» **INSTRUCTIONS TO FOLLOW**:
Print verbatim the lines of the entries from the one containing "Please locate the ploughed" to the last, inclusive, and no others.

━━━━━━━━

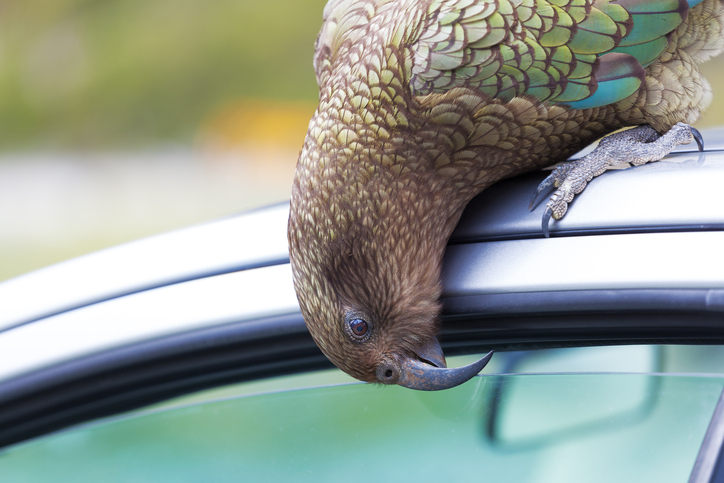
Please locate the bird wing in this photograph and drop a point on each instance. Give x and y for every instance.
(582, 53)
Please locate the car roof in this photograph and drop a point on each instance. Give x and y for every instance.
(638, 254)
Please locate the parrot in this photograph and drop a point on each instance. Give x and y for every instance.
(425, 103)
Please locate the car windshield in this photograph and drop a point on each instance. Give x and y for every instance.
(512, 427)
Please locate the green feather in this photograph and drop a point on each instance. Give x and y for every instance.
(598, 33)
(647, 52)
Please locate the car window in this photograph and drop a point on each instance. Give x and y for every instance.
(519, 427)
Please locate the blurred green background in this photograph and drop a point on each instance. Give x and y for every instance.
(124, 118)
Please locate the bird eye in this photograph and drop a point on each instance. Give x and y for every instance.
(358, 328)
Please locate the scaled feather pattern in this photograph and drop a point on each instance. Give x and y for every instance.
(425, 103)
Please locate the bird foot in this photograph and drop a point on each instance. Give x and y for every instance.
(635, 146)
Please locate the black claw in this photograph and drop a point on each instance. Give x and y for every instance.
(545, 185)
(698, 138)
(546, 218)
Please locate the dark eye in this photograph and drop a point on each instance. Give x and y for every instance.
(358, 327)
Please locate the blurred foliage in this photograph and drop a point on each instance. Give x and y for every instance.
(119, 73)
(114, 74)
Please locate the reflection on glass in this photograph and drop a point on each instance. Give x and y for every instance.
(586, 427)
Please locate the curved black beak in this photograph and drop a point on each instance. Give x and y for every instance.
(430, 374)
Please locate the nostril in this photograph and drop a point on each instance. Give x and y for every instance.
(388, 373)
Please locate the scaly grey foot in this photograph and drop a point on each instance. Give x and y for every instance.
(635, 146)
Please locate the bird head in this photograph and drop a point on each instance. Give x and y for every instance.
(369, 292)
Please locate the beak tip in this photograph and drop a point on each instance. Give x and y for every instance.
(426, 377)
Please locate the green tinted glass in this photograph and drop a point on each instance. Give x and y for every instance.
(537, 428)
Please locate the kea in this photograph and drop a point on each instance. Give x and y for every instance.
(425, 103)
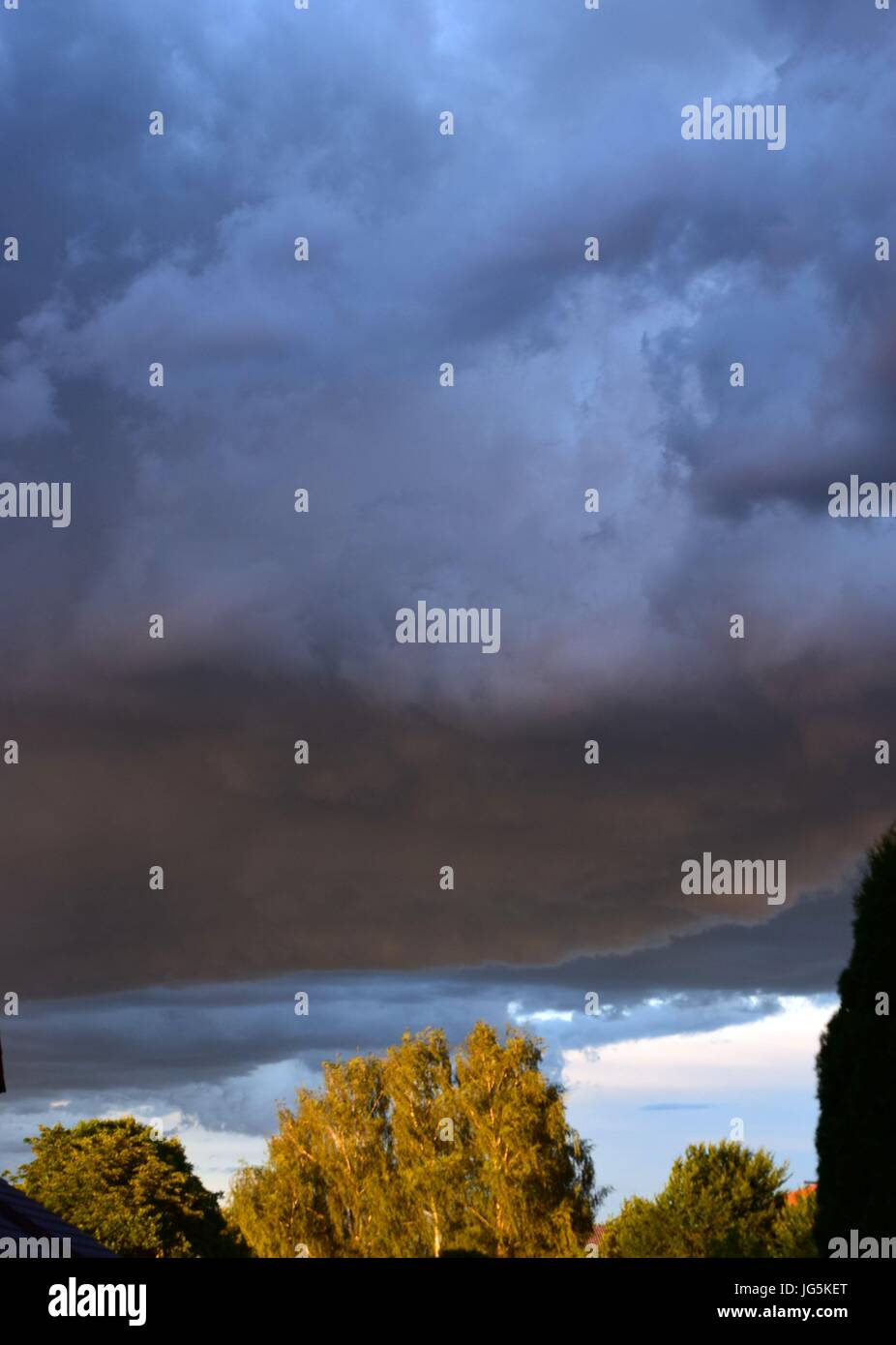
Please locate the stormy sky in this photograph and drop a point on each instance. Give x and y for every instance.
(280, 626)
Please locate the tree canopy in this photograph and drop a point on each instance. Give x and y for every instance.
(132, 1190)
(720, 1200)
(417, 1154)
(857, 1069)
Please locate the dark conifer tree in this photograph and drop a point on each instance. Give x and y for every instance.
(855, 1065)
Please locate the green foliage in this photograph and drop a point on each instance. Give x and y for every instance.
(857, 1069)
(134, 1192)
(417, 1155)
(720, 1200)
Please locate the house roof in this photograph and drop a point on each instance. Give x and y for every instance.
(24, 1217)
(792, 1196)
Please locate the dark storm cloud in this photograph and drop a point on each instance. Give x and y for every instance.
(200, 1035)
(279, 375)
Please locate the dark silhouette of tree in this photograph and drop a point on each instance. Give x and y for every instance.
(857, 1071)
(132, 1190)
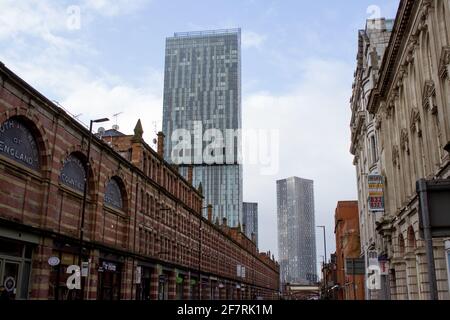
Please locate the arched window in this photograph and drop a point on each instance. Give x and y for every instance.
(73, 173)
(18, 143)
(401, 244)
(113, 194)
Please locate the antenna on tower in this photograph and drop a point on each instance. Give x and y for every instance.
(116, 126)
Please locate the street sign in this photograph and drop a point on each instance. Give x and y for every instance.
(9, 284)
(355, 266)
(376, 194)
(53, 261)
(438, 194)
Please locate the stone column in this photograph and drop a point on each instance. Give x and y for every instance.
(92, 281)
(411, 276)
(187, 287)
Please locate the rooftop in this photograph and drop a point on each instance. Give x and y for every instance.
(206, 33)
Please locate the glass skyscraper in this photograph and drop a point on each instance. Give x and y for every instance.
(250, 219)
(296, 231)
(202, 90)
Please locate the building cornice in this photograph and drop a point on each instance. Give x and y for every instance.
(391, 59)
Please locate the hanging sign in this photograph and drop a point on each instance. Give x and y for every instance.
(376, 195)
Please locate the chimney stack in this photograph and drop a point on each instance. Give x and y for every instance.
(190, 173)
(161, 144)
(209, 213)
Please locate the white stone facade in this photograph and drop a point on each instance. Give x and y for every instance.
(410, 108)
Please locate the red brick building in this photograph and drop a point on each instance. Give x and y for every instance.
(144, 237)
(350, 287)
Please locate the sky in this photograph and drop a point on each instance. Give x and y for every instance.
(98, 58)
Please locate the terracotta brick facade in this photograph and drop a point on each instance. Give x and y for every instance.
(145, 248)
(351, 287)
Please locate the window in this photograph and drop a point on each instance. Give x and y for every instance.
(73, 173)
(373, 150)
(113, 194)
(18, 143)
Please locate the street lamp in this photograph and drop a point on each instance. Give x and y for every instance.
(83, 208)
(324, 243)
(200, 250)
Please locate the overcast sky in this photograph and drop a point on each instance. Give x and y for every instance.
(298, 59)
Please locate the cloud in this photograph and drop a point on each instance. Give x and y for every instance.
(42, 51)
(312, 118)
(252, 39)
(90, 95)
(114, 7)
(32, 17)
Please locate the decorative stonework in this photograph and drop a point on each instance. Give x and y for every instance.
(429, 97)
(444, 63)
(390, 110)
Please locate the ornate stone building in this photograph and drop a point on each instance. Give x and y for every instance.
(372, 43)
(411, 112)
(143, 234)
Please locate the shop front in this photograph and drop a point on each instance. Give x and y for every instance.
(143, 281)
(63, 256)
(15, 266)
(163, 286)
(109, 277)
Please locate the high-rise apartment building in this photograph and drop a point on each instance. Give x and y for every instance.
(296, 230)
(250, 220)
(202, 92)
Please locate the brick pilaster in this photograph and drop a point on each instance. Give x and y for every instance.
(172, 286)
(40, 276)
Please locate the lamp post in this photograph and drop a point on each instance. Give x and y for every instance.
(324, 259)
(83, 208)
(200, 251)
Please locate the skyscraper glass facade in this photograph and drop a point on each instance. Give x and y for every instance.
(250, 219)
(202, 89)
(296, 231)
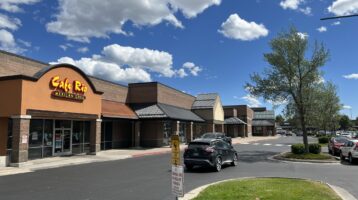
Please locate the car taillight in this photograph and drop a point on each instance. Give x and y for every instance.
(209, 149)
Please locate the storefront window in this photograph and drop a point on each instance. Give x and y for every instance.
(167, 131)
(106, 135)
(80, 137)
(62, 124)
(36, 138)
(48, 138)
(9, 138)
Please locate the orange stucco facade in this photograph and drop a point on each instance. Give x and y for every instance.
(24, 95)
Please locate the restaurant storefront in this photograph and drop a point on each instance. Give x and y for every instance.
(56, 112)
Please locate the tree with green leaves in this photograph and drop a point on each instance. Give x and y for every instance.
(291, 76)
(326, 107)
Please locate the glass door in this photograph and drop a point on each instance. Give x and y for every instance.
(62, 141)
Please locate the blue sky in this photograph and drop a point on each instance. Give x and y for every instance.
(195, 46)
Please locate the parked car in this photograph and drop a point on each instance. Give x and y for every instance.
(350, 150)
(335, 143)
(209, 153)
(347, 134)
(217, 135)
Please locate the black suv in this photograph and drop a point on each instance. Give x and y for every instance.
(217, 135)
(209, 152)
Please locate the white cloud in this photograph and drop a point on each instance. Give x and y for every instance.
(193, 69)
(322, 29)
(7, 42)
(25, 43)
(13, 5)
(295, 5)
(336, 23)
(347, 107)
(107, 70)
(9, 23)
(344, 7)
(111, 15)
(351, 76)
(181, 73)
(83, 50)
(303, 35)
(236, 28)
(251, 101)
(127, 64)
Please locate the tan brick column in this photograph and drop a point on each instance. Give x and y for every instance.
(175, 127)
(20, 139)
(189, 131)
(95, 136)
(136, 132)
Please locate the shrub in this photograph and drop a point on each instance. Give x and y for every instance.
(323, 140)
(314, 148)
(298, 149)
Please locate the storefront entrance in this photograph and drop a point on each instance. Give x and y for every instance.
(63, 141)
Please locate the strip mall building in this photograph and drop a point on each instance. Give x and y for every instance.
(58, 110)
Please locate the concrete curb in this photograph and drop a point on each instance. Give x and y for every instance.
(342, 193)
(280, 157)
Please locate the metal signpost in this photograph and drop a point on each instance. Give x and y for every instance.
(177, 169)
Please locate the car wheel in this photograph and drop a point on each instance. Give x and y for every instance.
(189, 167)
(342, 157)
(235, 161)
(218, 164)
(351, 159)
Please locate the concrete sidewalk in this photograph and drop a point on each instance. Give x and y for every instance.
(109, 155)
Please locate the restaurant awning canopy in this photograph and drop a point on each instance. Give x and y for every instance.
(234, 120)
(159, 110)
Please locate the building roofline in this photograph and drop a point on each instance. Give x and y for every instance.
(159, 83)
(23, 57)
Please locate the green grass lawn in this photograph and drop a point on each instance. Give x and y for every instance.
(308, 156)
(268, 189)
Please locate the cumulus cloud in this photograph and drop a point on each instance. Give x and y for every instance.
(236, 28)
(192, 68)
(181, 73)
(351, 76)
(7, 42)
(344, 7)
(9, 23)
(347, 107)
(111, 15)
(251, 101)
(127, 64)
(83, 50)
(303, 35)
(295, 5)
(322, 29)
(13, 5)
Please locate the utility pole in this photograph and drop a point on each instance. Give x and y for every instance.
(339, 17)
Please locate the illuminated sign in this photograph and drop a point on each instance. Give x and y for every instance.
(65, 89)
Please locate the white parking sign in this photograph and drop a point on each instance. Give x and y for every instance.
(178, 180)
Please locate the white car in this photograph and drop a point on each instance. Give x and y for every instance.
(350, 150)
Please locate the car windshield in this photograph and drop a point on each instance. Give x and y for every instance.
(196, 145)
(208, 135)
(341, 140)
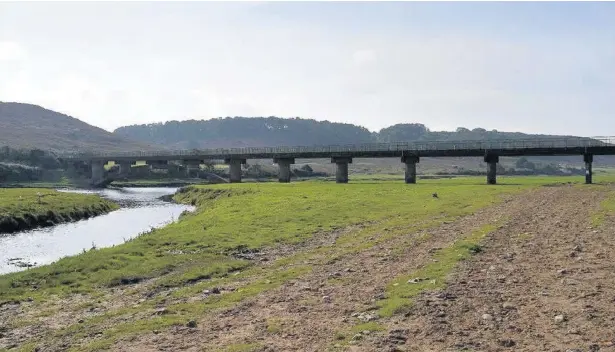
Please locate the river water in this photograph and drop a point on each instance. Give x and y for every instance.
(140, 211)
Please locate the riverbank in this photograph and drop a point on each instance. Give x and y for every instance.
(256, 263)
(28, 208)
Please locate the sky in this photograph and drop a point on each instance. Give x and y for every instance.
(545, 67)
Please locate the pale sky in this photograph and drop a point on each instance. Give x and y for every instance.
(531, 67)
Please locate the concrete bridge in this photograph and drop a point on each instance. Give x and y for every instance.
(409, 154)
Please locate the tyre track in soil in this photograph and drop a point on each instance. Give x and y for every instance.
(545, 282)
(310, 310)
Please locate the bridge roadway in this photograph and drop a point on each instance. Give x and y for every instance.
(409, 154)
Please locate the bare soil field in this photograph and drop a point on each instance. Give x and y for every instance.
(541, 280)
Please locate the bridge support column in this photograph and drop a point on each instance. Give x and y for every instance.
(284, 168)
(194, 165)
(588, 159)
(492, 161)
(235, 169)
(341, 172)
(410, 161)
(125, 167)
(98, 172)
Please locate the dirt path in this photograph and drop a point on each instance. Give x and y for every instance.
(542, 263)
(545, 282)
(306, 314)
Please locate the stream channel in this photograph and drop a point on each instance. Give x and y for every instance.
(140, 211)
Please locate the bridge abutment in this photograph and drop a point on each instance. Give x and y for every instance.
(191, 164)
(98, 172)
(341, 171)
(492, 166)
(235, 169)
(410, 172)
(284, 168)
(588, 159)
(125, 167)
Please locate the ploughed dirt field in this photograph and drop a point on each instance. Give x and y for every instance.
(541, 279)
(544, 281)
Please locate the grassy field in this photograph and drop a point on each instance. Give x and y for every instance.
(26, 208)
(202, 249)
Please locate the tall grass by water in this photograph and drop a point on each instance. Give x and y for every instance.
(26, 208)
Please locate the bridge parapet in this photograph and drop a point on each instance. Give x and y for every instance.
(561, 145)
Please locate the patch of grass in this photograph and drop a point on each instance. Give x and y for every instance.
(242, 347)
(400, 292)
(274, 325)
(607, 208)
(200, 251)
(369, 326)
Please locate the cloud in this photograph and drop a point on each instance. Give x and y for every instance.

━━━━━━━━

» **FINISHED EXERCISE**:
Please locate the ploughed dirt field in this photograph and drop a point on each instance. Give x and y for every instance.
(541, 279)
(544, 281)
Please locate the grassy field in this photograph and drop a point on each instance. Give x and y for every instance.
(26, 208)
(202, 249)
Please locate the tall grass by water in this photograph and drop a point on each instance. Give x and y for every instance.
(26, 208)
Please locate the bridge parapet in this photograph and drop a point on each instance. Give x and y for every instance.
(561, 145)
Please locate the patch of grass in this photograph and drop a point on each instance. Give x and y for every instance.
(242, 347)
(400, 292)
(274, 325)
(607, 208)
(200, 251)
(369, 326)
Please locate the cloud in this photograph and drop a point on each instance. Give x and y for every instance.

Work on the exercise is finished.